## Passage for review
A structural magnetic resonance imaging measure of combined neurovascular and neurodegenerative burden may be useful as these features often coexist in older people, stroke and dementia.
We aimed to develop a new automated approach for quantifying visible brain injury from small vessel disease and brain atrophy in a single measure, the brain health index.
Materials and methods
We computed brain health index in N = 288 participants using voxel-based Gaussian mixture model cluster analysis of T1, T2, T2*, and FLAIR magnetic resonance imaging. We tested brain health index against a validated total small vessel disease visual score and white matter hyperintensity volumes in two patient groups (minor stroke, N = 157; lupus, N = 51) and against measures of brain atrophy in healthy participants (N = 80) using multiple regression. We evaluated associations with Addenbrooke’s Cognitive Exam Revised in patients and with reaction time in healthy participants.
The brain health index (standard beta = 0.20–0.59, P < 0.05) was significantly and more strongly associated with Addenbrooke’s Cognitive Exam Revised, including at one year follow-up, than white matter hyperintensity volume (standard beta = 0.04–0.08, P > 0.05) and small vessel disease score (standard beta = 0.02–0.27, P > 0.05) alone in both patient groups. Further, the brain health index (standard beta = 0.57–0.59, P < 0.05) was more strongly associated with reaction time than measures of brain atrophy alone (standard beta = 0.04–0.13, P > 0.05) in healthy participants.
The brain health index is a new image analysis approach that may usefully capture combined visible brain damage in large-scale studies of ageing, neurovascular and neurodegenerative disease.

## Excerpted records
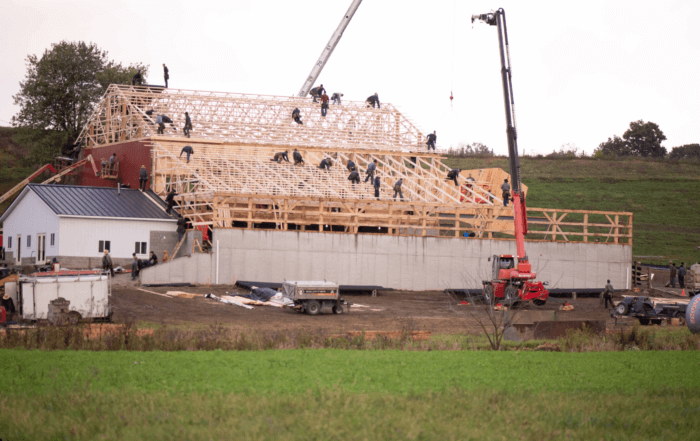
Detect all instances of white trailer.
[16,274,111,320]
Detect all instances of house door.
[36,233,46,265]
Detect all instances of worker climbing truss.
[79,85,632,243]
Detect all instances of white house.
[0,184,177,268]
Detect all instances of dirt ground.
[112,275,640,334]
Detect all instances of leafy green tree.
[593,135,634,158]
[622,119,666,158]
[668,144,700,159]
[12,41,148,163]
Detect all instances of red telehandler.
[472,8,549,305]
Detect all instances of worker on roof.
[102,250,114,277]
[366,92,382,109]
[501,179,510,207]
[292,107,304,125]
[309,84,326,103]
[365,159,377,185]
[131,69,143,86]
[321,92,328,118]
[394,178,403,201]
[165,187,177,214]
[318,158,333,170]
[182,112,192,138]
[348,169,360,187]
[445,168,461,187]
[292,149,304,165]
[180,145,194,164]
[270,150,289,163]
[139,165,148,191]
[426,130,437,151]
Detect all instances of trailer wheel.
[306,300,321,315]
[68,311,83,325]
[615,302,630,315]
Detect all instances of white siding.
[3,190,59,259]
[59,217,177,258]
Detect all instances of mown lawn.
[446,158,700,266]
[0,350,700,440]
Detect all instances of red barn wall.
[78,141,151,188]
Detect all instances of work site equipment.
[297,0,362,98]
[282,280,350,315]
[472,8,549,305]
[0,155,100,204]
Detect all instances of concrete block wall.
[141,229,632,290]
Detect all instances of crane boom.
[298,0,362,97]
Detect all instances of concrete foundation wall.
[141,229,632,290]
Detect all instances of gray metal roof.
[22,184,173,219]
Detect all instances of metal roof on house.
[13,184,174,220]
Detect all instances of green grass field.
[0,350,700,440]
[446,158,700,266]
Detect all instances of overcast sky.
[0,0,700,154]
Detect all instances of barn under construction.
[72,85,632,288]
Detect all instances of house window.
[134,242,148,254]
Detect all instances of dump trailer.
[5,272,112,323]
[282,280,350,315]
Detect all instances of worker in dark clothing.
[180,145,194,164]
[374,176,381,200]
[603,280,615,308]
[165,187,177,214]
[139,165,148,191]
[131,69,143,86]
[394,178,403,201]
[270,150,289,163]
[292,107,304,125]
[365,159,377,185]
[179,216,187,241]
[445,168,460,187]
[131,253,139,280]
[292,149,304,165]
[182,112,192,138]
[501,179,510,207]
[426,131,437,151]
[678,262,685,288]
[321,92,328,118]
[667,262,676,288]
[309,84,326,103]
[366,92,382,109]
[102,250,114,277]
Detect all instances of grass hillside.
[445,157,700,266]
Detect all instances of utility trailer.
[610,296,688,326]
[5,271,112,323]
[282,280,350,315]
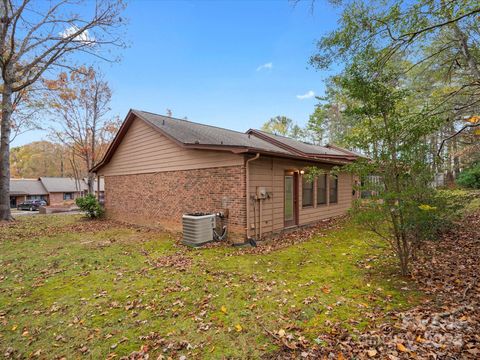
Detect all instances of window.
[329,175,338,204]
[317,174,327,205]
[302,178,313,207]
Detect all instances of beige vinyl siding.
[249,157,353,235]
[99,118,243,176]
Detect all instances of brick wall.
[105,166,246,241]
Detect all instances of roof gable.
[91,109,357,172]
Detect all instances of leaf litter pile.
[268,213,480,360]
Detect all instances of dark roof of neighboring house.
[10,179,48,195]
[39,176,85,193]
[91,110,358,172]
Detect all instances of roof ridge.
[250,129,327,147]
[132,109,249,135]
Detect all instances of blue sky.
[12,0,338,146]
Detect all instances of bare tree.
[0,0,124,220]
[45,67,118,193]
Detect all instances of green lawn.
[0,215,418,358]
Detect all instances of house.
[39,176,85,205]
[92,110,358,242]
[10,179,48,208]
[10,176,105,208]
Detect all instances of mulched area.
[268,214,480,360]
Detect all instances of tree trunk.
[0,83,13,220]
[87,171,95,194]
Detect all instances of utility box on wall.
[257,186,268,199]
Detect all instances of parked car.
[17,200,47,211]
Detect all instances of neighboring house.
[39,176,85,205]
[10,179,48,208]
[92,110,358,241]
[10,176,105,208]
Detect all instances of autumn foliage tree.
[45,67,118,193]
[0,0,124,220]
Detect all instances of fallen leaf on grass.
[367,349,377,357]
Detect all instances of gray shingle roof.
[133,110,290,154]
[40,176,86,193]
[10,179,48,195]
[255,130,345,156]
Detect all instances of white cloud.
[297,90,315,100]
[257,63,273,71]
[60,25,95,43]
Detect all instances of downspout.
[258,199,264,240]
[245,153,260,239]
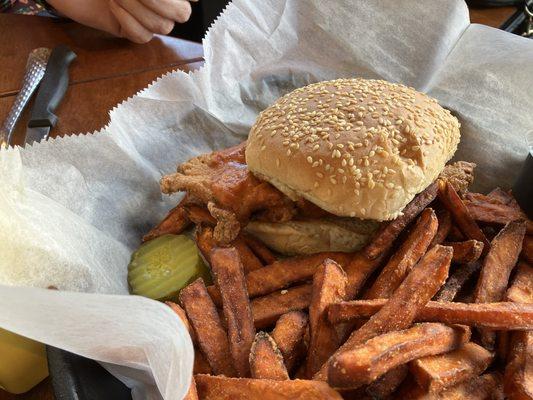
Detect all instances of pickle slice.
[128,235,211,300]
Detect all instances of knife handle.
[28,45,76,128]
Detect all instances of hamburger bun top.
[246,79,460,221]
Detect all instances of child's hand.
[109,0,191,43]
[48,0,197,43]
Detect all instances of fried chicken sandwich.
[160,79,473,254]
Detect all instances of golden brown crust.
[194,375,342,400]
[246,79,459,220]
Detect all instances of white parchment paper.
[0,0,533,400]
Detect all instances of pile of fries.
[156,179,533,400]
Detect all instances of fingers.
[139,0,192,23]
[109,0,154,43]
[115,0,174,35]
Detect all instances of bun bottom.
[244,218,379,255]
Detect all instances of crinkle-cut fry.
[243,234,277,265]
[314,245,452,380]
[192,349,212,374]
[364,208,438,299]
[180,278,235,376]
[328,323,470,389]
[474,221,526,349]
[165,301,196,344]
[521,235,533,264]
[443,239,483,264]
[365,364,409,400]
[307,258,346,377]
[505,262,533,303]
[194,375,342,400]
[207,252,353,304]
[328,299,533,331]
[429,208,452,248]
[272,311,309,372]
[251,284,313,329]
[211,247,255,377]
[438,180,490,253]
[504,331,533,400]
[250,331,289,381]
[142,203,191,242]
[363,182,437,259]
[185,204,217,226]
[434,261,481,301]
[409,342,494,393]
[183,377,198,400]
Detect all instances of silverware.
[25,45,76,144]
[0,47,50,148]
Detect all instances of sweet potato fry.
[196,226,263,274]
[521,235,533,264]
[307,259,346,377]
[183,378,198,400]
[243,235,277,265]
[231,236,263,274]
[434,262,481,301]
[486,187,520,210]
[474,221,526,349]
[180,278,235,376]
[448,224,466,242]
[272,311,309,372]
[314,245,452,380]
[194,226,215,264]
[504,262,533,400]
[194,375,342,400]
[364,208,438,299]
[185,204,217,226]
[363,183,437,260]
[342,249,384,299]
[504,331,533,400]
[165,301,196,344]
[408,373,502,400]
[192,349,212,374]
[429,208,452,248]
[365,364,409,400]
[211,248,255,377]
[505,262,533,303]
[251,284,313,329]
[409,342,493,393]
[328,299,533,330]
[328,323,470,389]
[438,180,490,252]
[464,200,533,234]
[250,332,289,381]
[443,239,483,264]
[142,201,191,242]
[207,252,352,304]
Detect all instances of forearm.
[48,0,121,36]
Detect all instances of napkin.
[0,0,533,400]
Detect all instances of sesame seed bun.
[246,79,460,221]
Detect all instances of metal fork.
[0,47,50,148]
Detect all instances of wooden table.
[0,3,515,400]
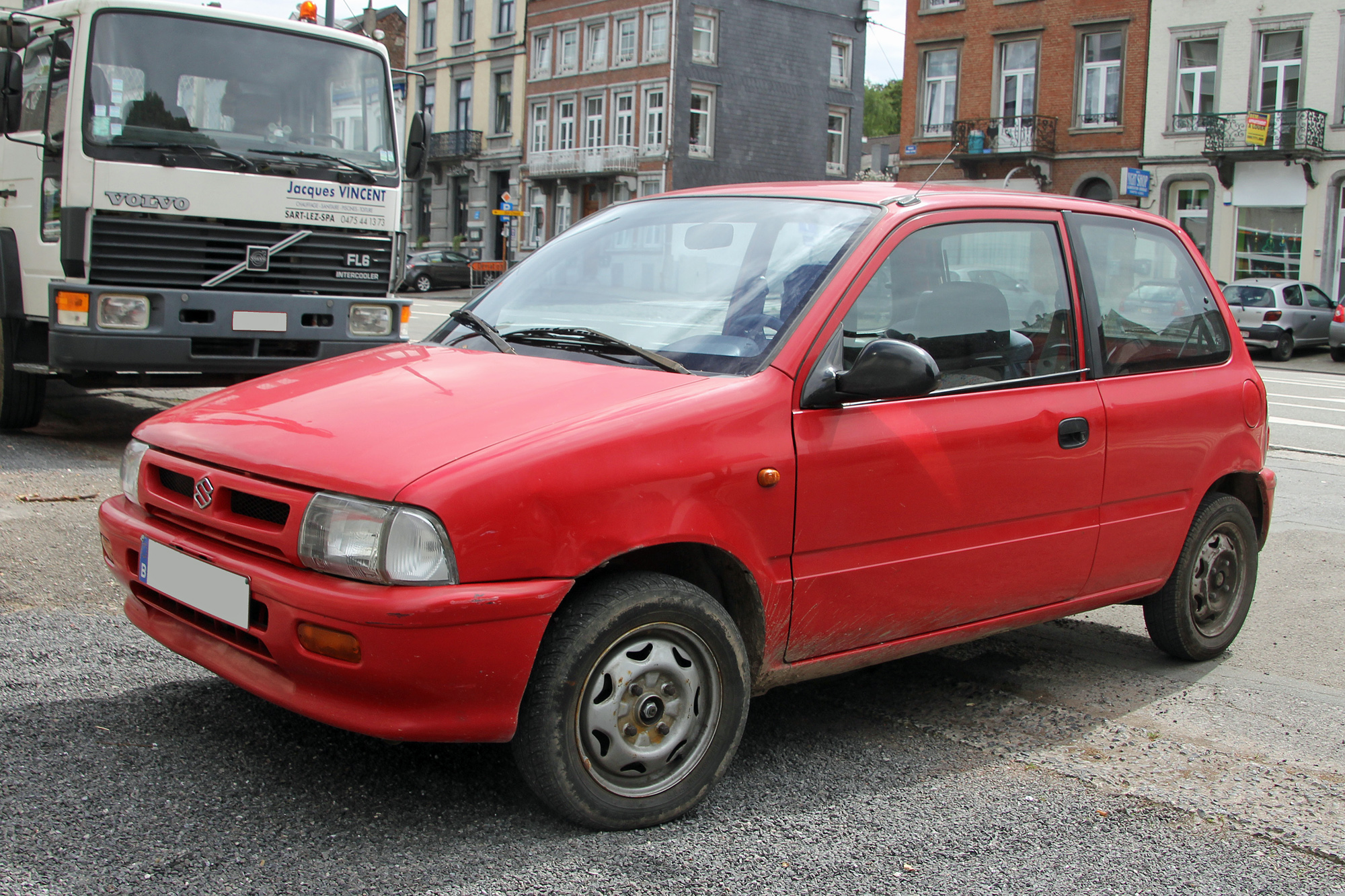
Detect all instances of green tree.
[863,79,901,137]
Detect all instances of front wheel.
[514,573,751,830]
[1145,494,1258,661]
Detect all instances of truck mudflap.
[47,282,410,374]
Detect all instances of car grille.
[89,211,393,296]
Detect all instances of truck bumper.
[98,497,573,741]
[47,282,410,374]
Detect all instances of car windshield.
[1224,282,1275,308]
[430,196,878,374]
[83,12,397,175]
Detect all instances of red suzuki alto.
[100,183,1275,829]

## The problem
Answer from the abstract on the brain health index above.
(a) What two sources of visible brain injury does the brain health index combine into one measure?
(b) How many participants were in the lupus group?
(c) What range of standard beta is given for the association between the brain health index and reaction time in healthy participants?

## Problem solution
(a) Small vessel disease and brain atrophy.
(b) 51.
(c) 0.57–0.59.